PROMPT => Copy the line containing "Could you point at the red", then all lines after it up to and including the final line of the material, exactly and without additions.

[Recorded data]
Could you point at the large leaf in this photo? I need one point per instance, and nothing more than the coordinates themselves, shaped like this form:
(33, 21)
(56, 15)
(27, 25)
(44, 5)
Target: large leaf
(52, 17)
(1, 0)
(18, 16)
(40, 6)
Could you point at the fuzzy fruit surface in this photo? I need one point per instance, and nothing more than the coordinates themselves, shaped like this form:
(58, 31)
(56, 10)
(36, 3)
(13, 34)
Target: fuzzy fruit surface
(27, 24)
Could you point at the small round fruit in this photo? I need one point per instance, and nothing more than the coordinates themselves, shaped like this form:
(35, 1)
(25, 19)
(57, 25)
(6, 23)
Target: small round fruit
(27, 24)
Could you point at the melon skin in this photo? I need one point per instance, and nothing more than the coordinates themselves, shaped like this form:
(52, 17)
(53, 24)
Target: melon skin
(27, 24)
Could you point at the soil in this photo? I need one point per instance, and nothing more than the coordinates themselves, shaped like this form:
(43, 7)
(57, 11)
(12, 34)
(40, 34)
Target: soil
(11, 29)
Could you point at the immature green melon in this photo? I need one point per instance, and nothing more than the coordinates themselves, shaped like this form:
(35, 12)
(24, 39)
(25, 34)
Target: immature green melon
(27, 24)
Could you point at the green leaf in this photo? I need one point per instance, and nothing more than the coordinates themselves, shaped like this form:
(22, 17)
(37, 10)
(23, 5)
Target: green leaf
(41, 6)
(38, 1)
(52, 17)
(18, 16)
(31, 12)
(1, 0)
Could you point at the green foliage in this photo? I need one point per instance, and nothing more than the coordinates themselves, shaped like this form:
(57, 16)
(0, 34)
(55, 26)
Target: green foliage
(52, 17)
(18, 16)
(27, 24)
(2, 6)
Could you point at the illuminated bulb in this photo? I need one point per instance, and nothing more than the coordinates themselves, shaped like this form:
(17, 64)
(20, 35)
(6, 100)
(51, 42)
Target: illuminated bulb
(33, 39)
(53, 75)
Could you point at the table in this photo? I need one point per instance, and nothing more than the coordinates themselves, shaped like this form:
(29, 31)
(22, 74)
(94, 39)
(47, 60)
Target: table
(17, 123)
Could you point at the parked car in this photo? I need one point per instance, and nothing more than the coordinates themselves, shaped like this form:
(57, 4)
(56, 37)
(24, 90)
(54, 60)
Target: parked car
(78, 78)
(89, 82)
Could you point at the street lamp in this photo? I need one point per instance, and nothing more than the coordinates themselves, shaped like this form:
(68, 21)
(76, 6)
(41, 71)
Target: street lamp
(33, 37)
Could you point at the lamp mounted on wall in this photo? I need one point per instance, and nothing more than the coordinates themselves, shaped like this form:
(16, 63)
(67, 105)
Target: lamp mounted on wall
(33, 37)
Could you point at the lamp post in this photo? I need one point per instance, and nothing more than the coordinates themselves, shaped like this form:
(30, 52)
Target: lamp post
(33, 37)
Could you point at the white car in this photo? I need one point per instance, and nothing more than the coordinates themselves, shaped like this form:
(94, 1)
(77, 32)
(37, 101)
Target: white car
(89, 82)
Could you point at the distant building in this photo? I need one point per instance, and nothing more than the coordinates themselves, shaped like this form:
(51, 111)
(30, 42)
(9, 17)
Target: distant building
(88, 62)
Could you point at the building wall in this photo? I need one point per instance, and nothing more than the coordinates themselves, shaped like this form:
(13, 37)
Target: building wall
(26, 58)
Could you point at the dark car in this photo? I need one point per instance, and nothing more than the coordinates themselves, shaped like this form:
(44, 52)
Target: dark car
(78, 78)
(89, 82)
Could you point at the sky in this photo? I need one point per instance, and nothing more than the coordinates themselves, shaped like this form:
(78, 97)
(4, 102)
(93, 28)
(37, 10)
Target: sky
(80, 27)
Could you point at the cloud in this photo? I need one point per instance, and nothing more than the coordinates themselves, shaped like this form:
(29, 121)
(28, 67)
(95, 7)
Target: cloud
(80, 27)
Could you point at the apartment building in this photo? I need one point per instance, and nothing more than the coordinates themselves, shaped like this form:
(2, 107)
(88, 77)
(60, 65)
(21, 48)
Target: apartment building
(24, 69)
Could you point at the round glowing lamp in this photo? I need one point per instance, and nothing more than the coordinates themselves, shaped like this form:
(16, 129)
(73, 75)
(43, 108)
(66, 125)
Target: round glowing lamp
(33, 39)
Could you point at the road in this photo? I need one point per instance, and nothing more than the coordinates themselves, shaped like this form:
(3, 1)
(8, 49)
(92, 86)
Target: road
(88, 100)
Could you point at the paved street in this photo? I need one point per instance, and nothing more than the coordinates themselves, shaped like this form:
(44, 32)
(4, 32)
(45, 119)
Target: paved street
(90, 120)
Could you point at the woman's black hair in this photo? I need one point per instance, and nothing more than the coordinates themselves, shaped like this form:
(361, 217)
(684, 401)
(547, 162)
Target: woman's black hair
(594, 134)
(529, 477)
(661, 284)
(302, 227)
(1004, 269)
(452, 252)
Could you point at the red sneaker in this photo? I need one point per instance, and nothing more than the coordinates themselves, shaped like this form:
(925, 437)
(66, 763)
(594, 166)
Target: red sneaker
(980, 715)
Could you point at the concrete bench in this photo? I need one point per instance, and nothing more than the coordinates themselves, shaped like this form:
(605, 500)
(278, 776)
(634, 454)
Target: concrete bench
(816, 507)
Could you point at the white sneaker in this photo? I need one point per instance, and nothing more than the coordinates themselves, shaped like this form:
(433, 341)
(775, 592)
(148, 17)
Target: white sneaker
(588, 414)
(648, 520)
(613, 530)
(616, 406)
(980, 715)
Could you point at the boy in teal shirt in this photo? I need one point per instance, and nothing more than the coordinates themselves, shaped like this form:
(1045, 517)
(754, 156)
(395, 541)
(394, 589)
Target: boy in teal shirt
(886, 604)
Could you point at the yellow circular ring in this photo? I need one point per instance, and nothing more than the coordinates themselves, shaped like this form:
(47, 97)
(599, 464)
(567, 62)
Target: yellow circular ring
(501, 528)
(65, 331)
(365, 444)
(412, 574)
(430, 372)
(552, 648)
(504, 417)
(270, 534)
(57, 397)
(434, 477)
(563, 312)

THE COMPLETED TASK =>
Could you point at the red sneaker in this photo? I need one point per instance, and nothing more than the coordinates themselves, shaped like this form:
(925, 437)
(66, 763)
(594, 166)
Target: red sneaker
(980, 715)
Could you point at the concrete bench in this photo? I need one point per instance, and nothing more than the coordinates themselves, shaped like this form:
(605, 500)
(278, 776)
(634, 454)
Target: concrete bench
(816, 507)
Could you point at the white sneaker in this photo? I need one point per instance, and nothing more than the coordinates themselves, shaped like this form:
(433, 341)
(775, 592)
(148, 17)
Target: white sneaker
(588, 414)
(648, 520)
(613, 530)
(616, 406)
(980, 715)
Could you point at the boy in teal shirt in this photo? I need one point per instance, and nothing more than the coordinates themselves, shaped like this form:
(1045, 517)
(754, 156)
(395, 541)
(394, 589)
Target: boy in teal shirt
(886, 604)
Could you point at the yellow circular ring in this photo? I need one point per instance, and nothing more than the coordinates themselves, shaped like this form:
(47, 97)
(599, 464)
(567, 62)
Target: yellow circular ring
(501, 528)
(65, 331)
(365, 444)
(412, 574)
(430, 372)
(552, 648)
(504, 417)
(270, 534)
(57, 397)
(434, 477)
(563, 312)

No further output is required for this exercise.